(Dataset entries)
■ ■ ■ ■ ■

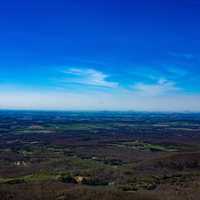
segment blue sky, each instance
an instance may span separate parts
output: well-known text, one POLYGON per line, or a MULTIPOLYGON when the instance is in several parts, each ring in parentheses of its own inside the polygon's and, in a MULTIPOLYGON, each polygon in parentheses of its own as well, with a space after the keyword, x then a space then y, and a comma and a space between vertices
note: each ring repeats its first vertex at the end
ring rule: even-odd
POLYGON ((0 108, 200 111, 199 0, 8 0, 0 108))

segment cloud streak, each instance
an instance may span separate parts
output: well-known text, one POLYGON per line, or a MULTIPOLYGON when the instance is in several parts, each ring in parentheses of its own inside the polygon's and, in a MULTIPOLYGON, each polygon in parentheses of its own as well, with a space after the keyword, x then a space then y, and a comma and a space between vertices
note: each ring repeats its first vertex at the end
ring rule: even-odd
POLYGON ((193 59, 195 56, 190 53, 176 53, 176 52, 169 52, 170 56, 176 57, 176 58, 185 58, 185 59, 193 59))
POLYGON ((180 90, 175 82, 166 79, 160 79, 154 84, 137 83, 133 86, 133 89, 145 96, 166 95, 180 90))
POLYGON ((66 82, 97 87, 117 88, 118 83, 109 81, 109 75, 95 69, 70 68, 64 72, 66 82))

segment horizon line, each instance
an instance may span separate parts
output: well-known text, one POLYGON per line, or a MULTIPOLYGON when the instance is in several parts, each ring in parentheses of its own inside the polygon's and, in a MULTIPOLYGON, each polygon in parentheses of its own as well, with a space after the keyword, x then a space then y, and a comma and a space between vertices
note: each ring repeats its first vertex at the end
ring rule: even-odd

■ ■ ■ ■ ■

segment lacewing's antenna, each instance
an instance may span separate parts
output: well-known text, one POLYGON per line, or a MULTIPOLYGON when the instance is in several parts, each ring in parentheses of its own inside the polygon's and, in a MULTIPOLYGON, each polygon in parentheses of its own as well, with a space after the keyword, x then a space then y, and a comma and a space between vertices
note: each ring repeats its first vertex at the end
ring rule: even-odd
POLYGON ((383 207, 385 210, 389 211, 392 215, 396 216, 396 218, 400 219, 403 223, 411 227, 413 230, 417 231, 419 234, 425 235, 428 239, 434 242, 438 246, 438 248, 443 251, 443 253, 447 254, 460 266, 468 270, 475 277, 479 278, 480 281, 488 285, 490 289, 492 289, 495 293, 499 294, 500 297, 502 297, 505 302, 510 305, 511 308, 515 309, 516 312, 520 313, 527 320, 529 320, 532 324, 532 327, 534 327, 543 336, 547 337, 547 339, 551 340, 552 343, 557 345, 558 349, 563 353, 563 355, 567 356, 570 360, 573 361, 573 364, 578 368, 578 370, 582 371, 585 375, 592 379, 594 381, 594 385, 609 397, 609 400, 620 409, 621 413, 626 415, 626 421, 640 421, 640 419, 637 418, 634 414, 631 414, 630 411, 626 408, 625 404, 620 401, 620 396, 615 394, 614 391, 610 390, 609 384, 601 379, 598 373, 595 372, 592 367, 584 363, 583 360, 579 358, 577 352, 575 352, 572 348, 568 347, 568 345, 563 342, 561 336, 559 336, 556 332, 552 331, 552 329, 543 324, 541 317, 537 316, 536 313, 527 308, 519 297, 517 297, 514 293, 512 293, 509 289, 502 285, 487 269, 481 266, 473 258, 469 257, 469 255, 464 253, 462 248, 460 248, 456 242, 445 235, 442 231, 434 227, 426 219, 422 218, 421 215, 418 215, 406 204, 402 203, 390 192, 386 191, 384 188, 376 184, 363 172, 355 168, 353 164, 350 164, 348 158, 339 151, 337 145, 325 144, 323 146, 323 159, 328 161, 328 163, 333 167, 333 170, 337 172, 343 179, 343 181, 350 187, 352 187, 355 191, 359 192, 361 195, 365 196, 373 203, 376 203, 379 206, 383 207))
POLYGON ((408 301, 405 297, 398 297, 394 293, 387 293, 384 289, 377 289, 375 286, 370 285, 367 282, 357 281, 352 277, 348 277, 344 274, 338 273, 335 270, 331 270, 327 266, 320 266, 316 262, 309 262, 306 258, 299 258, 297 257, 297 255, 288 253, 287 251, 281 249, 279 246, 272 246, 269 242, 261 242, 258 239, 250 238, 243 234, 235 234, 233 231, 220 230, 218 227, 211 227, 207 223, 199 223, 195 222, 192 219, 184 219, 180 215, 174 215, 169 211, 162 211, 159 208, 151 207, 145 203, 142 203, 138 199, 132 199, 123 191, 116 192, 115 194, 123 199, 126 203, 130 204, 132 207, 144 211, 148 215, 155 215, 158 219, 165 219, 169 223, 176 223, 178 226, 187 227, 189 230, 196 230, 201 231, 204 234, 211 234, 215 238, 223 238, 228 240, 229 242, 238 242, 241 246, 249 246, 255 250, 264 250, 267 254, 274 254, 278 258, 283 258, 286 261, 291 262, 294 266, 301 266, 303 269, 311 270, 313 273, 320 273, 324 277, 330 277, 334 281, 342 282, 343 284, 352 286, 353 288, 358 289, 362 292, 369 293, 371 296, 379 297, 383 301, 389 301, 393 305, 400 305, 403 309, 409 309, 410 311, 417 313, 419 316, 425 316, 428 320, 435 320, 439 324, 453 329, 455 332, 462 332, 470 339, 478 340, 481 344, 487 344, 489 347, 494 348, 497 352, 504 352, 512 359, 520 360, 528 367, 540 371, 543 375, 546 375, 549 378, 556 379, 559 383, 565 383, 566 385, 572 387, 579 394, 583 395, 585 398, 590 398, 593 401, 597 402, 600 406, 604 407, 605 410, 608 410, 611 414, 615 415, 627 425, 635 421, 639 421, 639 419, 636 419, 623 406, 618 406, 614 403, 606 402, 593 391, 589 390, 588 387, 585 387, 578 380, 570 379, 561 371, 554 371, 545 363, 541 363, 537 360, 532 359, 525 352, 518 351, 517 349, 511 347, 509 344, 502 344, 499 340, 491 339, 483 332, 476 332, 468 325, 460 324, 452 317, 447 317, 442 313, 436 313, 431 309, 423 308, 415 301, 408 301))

■ ■ ■ ■ ■

» What the task asks: Among the records above, find each line containing the string "segment" and copy it.

» Answer space:
segment blue sky, each instance
segment cloud streak, each instance
segment horizon line, each instance
segment lacewing's antenna, each instance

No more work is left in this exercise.